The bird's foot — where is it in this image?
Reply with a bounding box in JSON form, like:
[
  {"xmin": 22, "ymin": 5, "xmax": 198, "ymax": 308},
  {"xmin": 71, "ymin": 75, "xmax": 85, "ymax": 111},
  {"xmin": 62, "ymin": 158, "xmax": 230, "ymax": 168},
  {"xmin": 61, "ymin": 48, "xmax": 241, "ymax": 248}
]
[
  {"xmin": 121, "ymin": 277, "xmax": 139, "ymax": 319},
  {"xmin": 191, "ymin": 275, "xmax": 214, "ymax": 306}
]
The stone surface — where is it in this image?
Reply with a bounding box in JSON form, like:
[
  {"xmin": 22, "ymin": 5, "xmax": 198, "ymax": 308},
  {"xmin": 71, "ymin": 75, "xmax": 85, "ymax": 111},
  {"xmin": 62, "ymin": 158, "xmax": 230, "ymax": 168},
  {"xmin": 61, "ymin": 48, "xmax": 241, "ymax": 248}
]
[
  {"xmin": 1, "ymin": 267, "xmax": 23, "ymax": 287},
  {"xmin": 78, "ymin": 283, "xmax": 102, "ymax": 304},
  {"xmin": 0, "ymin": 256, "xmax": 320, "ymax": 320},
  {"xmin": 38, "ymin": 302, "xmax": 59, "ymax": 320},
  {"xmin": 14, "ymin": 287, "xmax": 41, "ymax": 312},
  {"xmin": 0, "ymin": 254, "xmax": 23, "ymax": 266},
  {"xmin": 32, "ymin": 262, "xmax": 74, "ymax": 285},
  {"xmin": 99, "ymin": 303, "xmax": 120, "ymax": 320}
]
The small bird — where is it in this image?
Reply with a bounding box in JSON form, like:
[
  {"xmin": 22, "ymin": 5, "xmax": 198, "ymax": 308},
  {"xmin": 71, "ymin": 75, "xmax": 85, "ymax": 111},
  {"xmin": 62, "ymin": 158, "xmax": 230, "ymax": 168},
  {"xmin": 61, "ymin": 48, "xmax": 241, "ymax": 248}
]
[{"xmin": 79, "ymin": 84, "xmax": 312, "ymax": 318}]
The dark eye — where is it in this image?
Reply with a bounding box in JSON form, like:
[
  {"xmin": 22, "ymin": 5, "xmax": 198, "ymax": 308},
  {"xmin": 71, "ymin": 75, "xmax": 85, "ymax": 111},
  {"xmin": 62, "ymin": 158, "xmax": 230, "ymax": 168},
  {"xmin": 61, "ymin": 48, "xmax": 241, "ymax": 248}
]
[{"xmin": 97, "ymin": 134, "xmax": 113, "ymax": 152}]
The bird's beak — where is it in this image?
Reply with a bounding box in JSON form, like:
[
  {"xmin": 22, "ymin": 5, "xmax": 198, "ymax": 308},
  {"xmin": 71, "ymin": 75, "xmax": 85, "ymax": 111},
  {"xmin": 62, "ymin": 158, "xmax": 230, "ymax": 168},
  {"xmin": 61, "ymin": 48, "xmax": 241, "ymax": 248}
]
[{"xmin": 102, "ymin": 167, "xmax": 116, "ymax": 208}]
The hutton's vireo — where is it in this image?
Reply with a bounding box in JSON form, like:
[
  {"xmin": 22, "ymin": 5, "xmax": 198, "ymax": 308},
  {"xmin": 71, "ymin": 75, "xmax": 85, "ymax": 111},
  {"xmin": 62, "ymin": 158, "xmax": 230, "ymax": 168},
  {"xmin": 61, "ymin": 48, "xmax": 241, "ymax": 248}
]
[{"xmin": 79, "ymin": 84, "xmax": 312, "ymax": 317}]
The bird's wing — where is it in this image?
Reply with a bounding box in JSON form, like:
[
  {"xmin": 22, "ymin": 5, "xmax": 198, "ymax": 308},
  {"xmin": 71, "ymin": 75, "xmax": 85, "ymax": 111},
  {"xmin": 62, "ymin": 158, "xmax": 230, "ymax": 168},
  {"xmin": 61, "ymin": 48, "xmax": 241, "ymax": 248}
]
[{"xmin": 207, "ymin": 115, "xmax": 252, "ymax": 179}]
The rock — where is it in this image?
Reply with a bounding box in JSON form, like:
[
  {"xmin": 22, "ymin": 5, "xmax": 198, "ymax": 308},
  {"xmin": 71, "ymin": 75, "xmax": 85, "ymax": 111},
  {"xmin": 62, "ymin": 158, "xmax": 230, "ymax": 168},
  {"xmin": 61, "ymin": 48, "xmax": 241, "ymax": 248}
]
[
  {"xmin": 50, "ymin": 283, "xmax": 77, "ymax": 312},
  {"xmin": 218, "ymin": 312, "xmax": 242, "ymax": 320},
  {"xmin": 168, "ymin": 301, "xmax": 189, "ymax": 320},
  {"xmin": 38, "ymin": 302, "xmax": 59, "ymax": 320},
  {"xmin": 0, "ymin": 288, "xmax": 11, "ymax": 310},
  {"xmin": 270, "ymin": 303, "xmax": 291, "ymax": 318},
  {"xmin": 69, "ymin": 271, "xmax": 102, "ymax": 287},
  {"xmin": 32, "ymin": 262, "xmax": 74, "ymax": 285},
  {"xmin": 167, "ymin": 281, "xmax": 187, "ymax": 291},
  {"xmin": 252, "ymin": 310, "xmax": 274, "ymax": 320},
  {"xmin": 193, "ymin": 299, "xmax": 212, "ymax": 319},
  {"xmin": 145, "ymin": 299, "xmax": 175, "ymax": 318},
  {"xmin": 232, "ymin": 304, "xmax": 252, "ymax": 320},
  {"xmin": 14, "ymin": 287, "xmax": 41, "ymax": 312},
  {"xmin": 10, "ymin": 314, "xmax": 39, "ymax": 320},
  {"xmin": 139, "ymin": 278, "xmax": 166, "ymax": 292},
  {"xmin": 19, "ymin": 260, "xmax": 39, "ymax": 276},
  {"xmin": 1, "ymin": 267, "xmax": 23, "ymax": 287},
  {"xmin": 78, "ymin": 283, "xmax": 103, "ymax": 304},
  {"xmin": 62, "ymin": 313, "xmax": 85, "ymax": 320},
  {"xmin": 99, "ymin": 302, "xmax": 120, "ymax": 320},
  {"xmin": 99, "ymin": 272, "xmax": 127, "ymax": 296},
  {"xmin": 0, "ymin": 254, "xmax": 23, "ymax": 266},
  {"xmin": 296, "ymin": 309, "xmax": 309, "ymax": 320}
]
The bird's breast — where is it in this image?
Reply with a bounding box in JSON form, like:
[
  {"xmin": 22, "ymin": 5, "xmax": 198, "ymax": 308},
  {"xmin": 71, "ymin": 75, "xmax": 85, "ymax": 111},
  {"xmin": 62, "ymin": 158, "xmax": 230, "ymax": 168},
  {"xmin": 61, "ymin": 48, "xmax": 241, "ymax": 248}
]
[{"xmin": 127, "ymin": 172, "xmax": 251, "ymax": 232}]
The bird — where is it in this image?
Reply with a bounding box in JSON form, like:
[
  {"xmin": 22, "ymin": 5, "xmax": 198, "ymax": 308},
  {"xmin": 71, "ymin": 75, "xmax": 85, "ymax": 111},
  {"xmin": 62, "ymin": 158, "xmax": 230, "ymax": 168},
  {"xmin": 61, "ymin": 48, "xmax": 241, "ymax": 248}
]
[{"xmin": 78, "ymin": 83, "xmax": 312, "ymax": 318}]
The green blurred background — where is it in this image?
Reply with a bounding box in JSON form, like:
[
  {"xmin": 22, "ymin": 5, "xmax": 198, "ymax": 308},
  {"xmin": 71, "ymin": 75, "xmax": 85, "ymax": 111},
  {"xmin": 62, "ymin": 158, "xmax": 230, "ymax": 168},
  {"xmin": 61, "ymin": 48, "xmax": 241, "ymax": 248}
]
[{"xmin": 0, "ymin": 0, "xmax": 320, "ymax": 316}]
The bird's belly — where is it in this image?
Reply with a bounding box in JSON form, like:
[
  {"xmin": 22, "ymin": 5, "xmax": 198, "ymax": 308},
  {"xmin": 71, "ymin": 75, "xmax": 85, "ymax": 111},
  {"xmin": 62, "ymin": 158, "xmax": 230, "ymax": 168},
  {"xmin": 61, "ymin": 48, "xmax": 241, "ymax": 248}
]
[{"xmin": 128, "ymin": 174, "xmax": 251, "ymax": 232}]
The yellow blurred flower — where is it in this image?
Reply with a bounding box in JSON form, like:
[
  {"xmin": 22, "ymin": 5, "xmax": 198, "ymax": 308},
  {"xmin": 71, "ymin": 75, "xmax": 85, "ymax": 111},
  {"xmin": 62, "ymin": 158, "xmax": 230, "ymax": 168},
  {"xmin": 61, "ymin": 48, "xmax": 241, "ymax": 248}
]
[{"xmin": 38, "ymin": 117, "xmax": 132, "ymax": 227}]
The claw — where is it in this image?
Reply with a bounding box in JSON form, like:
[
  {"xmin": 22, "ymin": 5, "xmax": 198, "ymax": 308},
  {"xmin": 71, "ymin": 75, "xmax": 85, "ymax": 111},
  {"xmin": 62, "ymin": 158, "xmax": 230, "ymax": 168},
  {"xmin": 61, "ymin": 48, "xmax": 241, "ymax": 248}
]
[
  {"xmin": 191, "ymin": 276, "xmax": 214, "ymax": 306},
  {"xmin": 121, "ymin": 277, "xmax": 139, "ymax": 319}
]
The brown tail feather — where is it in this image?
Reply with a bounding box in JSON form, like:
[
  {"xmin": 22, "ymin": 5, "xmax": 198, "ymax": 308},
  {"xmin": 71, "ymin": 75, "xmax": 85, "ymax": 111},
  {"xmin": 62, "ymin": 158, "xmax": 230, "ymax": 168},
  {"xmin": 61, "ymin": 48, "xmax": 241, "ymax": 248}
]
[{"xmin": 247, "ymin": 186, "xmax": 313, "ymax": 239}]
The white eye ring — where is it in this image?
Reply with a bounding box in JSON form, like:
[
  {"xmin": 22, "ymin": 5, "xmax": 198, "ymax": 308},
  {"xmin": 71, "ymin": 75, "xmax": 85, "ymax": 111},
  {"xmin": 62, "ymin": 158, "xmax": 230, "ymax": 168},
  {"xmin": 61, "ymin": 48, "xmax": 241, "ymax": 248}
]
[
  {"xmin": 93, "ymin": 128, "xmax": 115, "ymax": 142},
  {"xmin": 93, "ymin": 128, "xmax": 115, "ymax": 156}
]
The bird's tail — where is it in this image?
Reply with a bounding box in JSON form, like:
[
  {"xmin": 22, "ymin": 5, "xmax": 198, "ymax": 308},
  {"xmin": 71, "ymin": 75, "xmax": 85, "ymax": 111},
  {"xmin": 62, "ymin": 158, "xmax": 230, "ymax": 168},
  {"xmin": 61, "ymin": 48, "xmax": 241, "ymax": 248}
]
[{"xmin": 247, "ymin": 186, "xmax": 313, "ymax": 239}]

____________________

## WHAT THE TASK REQUIRES:
How many lines in the items above contain the word "tail"? Give only the number.

## OUTPUT FOR THIS EXERCISE:
2